GOAL: Can you carry on the piece about single-use bioprocessing and sustainability from its last sentence?

SELECTION:
======
Our position on sustainability
At GE, we believe that single-use products offer you fast, efficient, economical biopharmaceutical production. We also believe that the right way to do business is to do it sustainably. Although it might seem counter intuitive, single-use and sustainability go hand in hand.
Are single-use products good for the environment?
The simple answer? Usually. There is a very good chance that you can significantly reduce your carbon footprint, energy, and water use by switching from traditional stainless steel equipment to single-use products.
The evidence shows that the life cycle environmental impacts of single-use are lower than those for stainless steel across a range of impact categories. These categories include climate change, cumulative energy demand, freshwater consumption, human health, natural resources,and ecosystem quality.
The evidence for single-use sustainability
These perhaps unexpected sustainability results come from a third-party reviewed life cycle assessment (LCA) study performed in accordance with ISO standards. The study investigated products used at every stage of biopharmaceutical production, both at different usage scales and in different locations.
LCA evaluates environmental impacts, benefits, trade-offs, and burden shifts across the product life cycle.
- We collected data about all of the inputs and outputs (energies, masses, activities, equipment, transport) –known as the Life Cycle Inventory (LCI).
- We converted the LCI data into environmental impacts.
- We combined the impacts into damage categories.
- carbon footprint
- energy footprint
- water footprint
- human health
- ecosystem quality
- natural resources
For single use products the greatest impact is from the supply chain –materials, manufacturing,and distribution.
The impact of traditional stainless steel equipment comes almost entirely from its use –particularly the large amount of cleaning and sterilization required.
Fig 1. Impact comparison for traditional, single-use, and hybrid process technologies located in Turkey. Process configuration is 2 ×2000 L.
======
SOURCE DATA:
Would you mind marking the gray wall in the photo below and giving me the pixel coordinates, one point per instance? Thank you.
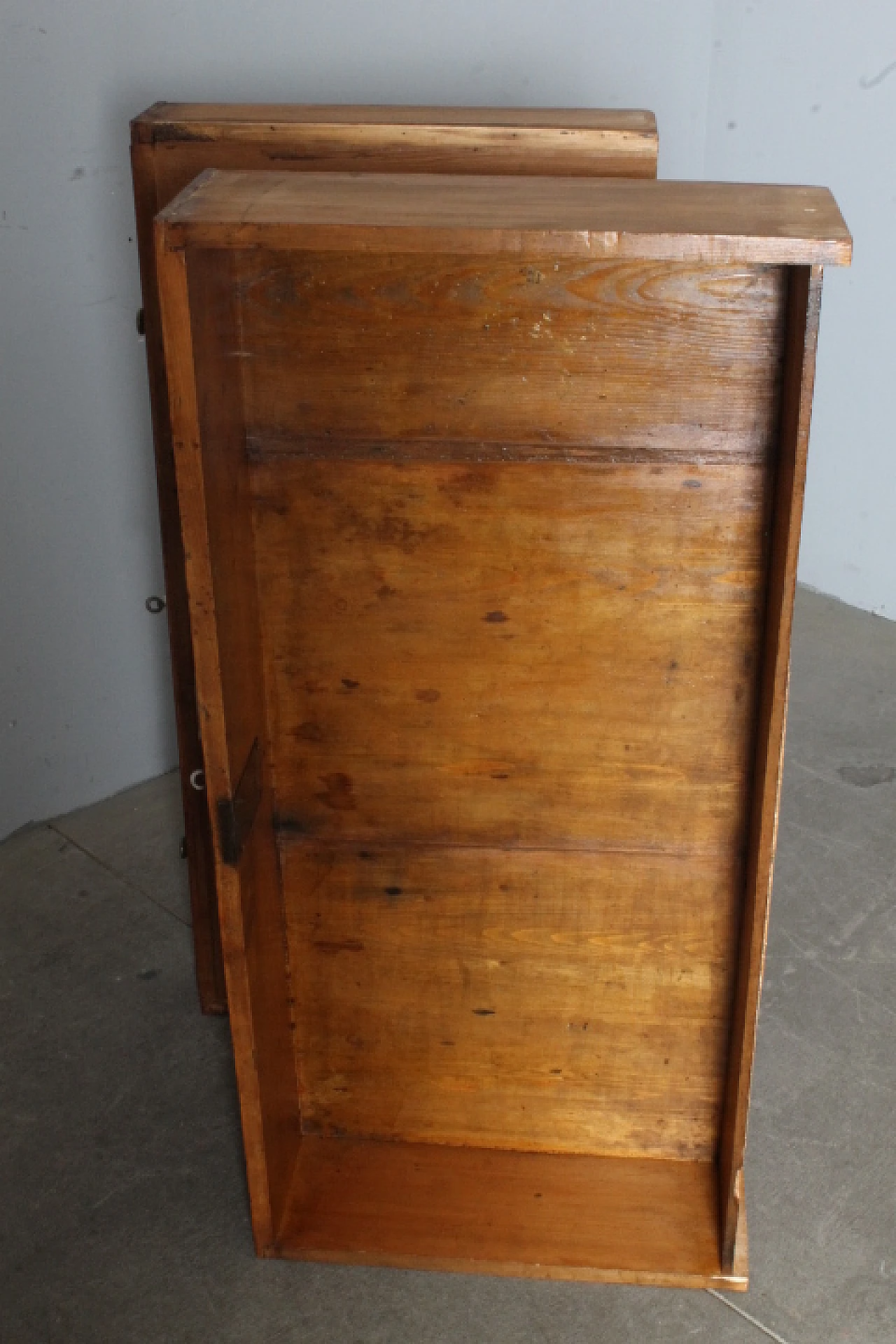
(792, 90)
======
WRITTEN ANSWER:
On average, single-use technologies had lower overall environmental impacts compared to traditional for all environmental impact categories in the study.
- The high energy demand of traditional equipment has more impact if the local grid is fossil fuel-powered, and less if there is more use of renewables.
- The supply chain impact of single-use equipment depends on logistics distance to the facility.
- In some cases, a hybrid system combining both types of equipment will be the most sustainable option.
Fig 2. Comparison of climate change impact between traditional and single-use mAb bioprocess(2 ×2000 L)in different locations. Each location is represented by a unique color, with traditional process on left and single-use process on right. Impact (y-axis) is ranked by logistics distance (x-axis) and electricity grid impact (z-axis).
Although traditional equipment can have a lower carbon footprint in a few locations, the results for water use are consistent across locations. In every case, single-use systems used far less water than their stainless steel counterparts (Fig 3).
Fig 3. Comparison of freshwater consumption impact between traditional and single-use mAb bioprocess (2 ×2000 L)in different locations. Each location is represented by a unique color, with traditional process on left and single-use process on right. Impact (y-axis) is ranked by logistics distance (x-axis) and electricity grid impact (z-axis).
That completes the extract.